§ **Task goal**:
Copy out all of the data below, substituting "Annotator note" for every "Reviewer note" and keeping everything else the same. Omit the pictures from your copy.

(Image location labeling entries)
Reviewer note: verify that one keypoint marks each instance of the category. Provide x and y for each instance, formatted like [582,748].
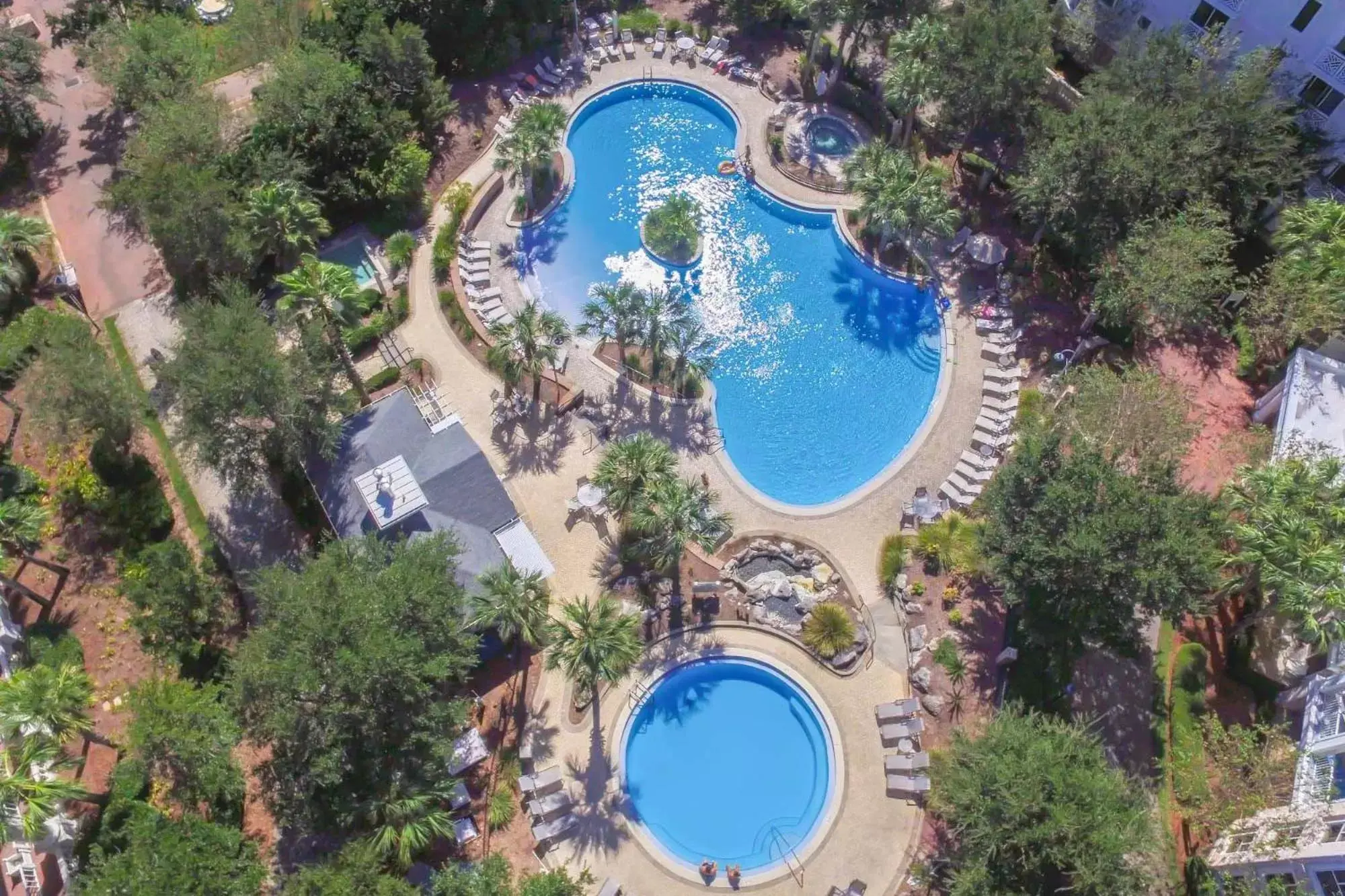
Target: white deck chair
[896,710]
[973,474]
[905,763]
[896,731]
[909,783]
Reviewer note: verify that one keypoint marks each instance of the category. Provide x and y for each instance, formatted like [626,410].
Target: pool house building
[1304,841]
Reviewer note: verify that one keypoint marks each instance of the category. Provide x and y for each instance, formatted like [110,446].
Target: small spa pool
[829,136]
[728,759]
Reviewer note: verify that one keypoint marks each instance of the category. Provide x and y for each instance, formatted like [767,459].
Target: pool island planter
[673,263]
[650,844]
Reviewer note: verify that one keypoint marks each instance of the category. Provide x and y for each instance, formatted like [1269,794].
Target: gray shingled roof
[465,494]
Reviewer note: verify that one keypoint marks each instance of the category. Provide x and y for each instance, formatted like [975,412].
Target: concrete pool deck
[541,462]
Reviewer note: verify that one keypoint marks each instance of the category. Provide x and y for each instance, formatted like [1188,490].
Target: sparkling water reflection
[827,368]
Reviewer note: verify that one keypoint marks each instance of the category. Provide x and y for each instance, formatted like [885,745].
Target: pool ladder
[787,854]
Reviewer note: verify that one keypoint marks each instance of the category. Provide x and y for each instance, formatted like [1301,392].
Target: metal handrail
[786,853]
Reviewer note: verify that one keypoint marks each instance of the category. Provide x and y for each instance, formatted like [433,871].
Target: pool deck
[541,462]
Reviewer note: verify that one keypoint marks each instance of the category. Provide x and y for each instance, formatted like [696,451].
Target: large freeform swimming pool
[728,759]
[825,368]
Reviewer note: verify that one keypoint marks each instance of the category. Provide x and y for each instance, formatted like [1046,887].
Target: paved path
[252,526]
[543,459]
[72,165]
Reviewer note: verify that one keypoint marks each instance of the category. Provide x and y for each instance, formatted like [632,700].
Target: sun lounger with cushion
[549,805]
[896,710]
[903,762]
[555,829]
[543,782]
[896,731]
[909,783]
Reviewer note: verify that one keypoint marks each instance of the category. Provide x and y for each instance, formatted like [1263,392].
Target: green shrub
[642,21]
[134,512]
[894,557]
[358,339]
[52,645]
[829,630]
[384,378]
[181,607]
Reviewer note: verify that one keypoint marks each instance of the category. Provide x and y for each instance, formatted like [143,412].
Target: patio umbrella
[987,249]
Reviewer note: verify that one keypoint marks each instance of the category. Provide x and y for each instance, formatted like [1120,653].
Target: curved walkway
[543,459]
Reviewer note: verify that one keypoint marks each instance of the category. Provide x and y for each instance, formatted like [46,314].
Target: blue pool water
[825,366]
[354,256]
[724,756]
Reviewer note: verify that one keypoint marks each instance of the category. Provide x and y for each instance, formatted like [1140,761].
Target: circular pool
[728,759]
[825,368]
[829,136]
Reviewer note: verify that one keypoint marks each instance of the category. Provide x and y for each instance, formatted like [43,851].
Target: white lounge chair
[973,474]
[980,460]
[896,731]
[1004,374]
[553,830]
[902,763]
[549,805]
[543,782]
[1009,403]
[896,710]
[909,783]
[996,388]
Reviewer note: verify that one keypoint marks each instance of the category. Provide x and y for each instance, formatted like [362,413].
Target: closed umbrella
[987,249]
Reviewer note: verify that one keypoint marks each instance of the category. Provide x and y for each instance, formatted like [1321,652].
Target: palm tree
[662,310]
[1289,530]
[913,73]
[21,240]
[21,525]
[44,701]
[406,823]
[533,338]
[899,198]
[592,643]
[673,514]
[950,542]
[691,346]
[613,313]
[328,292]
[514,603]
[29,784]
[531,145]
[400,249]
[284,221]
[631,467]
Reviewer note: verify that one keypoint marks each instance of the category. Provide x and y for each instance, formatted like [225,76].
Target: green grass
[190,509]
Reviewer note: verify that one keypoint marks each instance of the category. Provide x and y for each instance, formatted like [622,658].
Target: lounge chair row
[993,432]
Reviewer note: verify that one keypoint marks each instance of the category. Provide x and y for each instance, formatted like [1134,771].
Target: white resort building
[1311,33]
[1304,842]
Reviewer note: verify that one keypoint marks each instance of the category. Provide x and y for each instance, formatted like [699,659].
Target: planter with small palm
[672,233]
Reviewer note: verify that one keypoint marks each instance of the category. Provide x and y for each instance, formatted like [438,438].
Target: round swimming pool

§ **Task solution**:
Annotator note: verify that one keypoint marks each instance of the category. Provide x and y for each instance, formatted like [582,748].
Target: white deck chair
[896,710]
[973,474]
[905,763]
[896,731]
[909,783]
Annotator note: verify that one keypoint marks each instance of the category. Provide x and y for each instance, formatted like [626,410].
Target: pool house building
[1304,841]
Annotator note: verify that one keypoint marks each instance of the category. Provide x and y for each instance, formatted like [110,446].
Target: small spa pool
[829,136]
[728,759]
Annotator note: verify that one keypoint marks each instance of the category. Provide x and y for each instance, formatted like [767,459].
Target: pool island planter
[673,263]
[650,844]
Annotator note: verify that one keypoint marks each instance of the category. Provide x and y for each instance, formatted like [1269,794].
Target: gray shingled roof
[465,494]
Annotator note: verify that one keypoint marks each instance of the category. Provide x and y for each instance, formatted like [975,412].
Target: concrete pool deck
[541,462]
Annotator note: verify that one keypoint marks each instance of the category. Provide x and y for each instance, formatted like [1188,490].
Target: sparkling water reflection
[827,368]
Annotator note: verify that one keypoint marks each instance of the category. Provide x and y for each instance, formatted like [885,745].
Target: pool ladder
[787,854]
Annotator note: verify that one keypoint marks each instance of the category. Provide x and y for each instance, formatted like [1301,392].
Target: metal handrail
[786,853]
Annotator note: verify that one keypoint marks each instance of the category. Provide x and y for each instance, formatted like [433,871].
Target: pool deck
[541,462]
Annotator note: verify that one keypoint marks each instance of the category. Provide x and y for each instance, formatted like [696,451].
Target: large freeform swimming pool
[728,759]
[825,368]
Annotator note: verify that one keypoint marks each instance of the category. Provide x and y for each instance, formatted like [1046,887].
Target: paved path
[252,526]
[543,459]
[72,165]
Annotator note: verify that one keypoint marks each instance of the category. Provide x and y for each instance, formatted like [632,700].
Target: sun lounger with cushion
[549,805]
[896,710]
[903,762]
[555,829]
[543,782]
[896,731]
[909,783]
Annotator note: verify that one keypoint marks each instance of the category. Provide x and y for each instance, formatted like [1263,392].
Target: green shrub
[642,21]
[134,512]
[894,557]
[358,339]
[52,645]
[829,630]
[384,378]
[181,607]
Annotator note: verify that one keypoint marks each instance of the category. Provide x and y for each instance, formatted like [143,412].
Target: patio umbrella
[987,249]
Annotator note: verify that one keypoint marks each instance of the category. Provide x and y for each instance, formatted like [1120,653].
Target: curved walkway
[543,459]
Annotator note: verify that one keypoint marks each instance of the category. Provide x and y for each instance, formatted like [46,314].
Target: blue pool water
[825,366]
[354,256]
[724,756]
Annotator note: verify that one keypoint marks each instance of the category. Provide x and y for each instance, formatted like [1140,761].
Target: circular pool
[728,759]
[825,368]
[829,136]
Annotator note: verify that one keypoint marks each instance of the category. Provide x and y for each instance, formatted like [43,851].
Target: white lounge chair
[973,474]
[980,460]
[896,731]
[1004,374]
[553,830]
[902,763]
[549,805]
[543,782]
[1009,403]
[896,710]
[909,783]
[996,388]
Annotator note: verify that one keypoint marks each instance of the category. Provide x and y for each instance, formatted like [362,413].
Target: closed umbrella
[987,249]
Annotator note: verify that one keypoint marks each instance of the category. Provide x and y for each instance, formatted like [1321,652].
Target: palm tree
[662,310]
[1289,530]
[913,73]
[21,240]
[21,525]
[44,701]
[406,823]
[533,338]
[899,198]
[592,643]
[673,514]
[950,542]
[691,346]
[613,313]
[328,292]
[514,603]
[29,784]
[531,145]
[400,249]
[284,221]
[631,467]
Annotator note: verify that one keypoint marks each instance of the category. Provide x and y for each instance, formatted like [225,76].
Target: green grass
[190,509]
Annotator note: verify that one keypoint marks each instance of the category. Provide x and y for each instance, formatted like [622,658].
Target: lounge chair row
[993,432]
Annotator note: verify that one keypoint marks each instance of the category. Provide x and y for each instance, formatted like [1134,771].
Target: white resort building
[1311,33]
[1304,842]
Annotator note: verify that one keypoint marks each instance of the category. Provide x and y for each instance, formatted like [699,659].
Target: planter with small palm
[672,233]
Annotator note: verify that one keypoint marks each instance of the category. Provide x and y for each instance, formatted like [438,438].
Target: round swimming pool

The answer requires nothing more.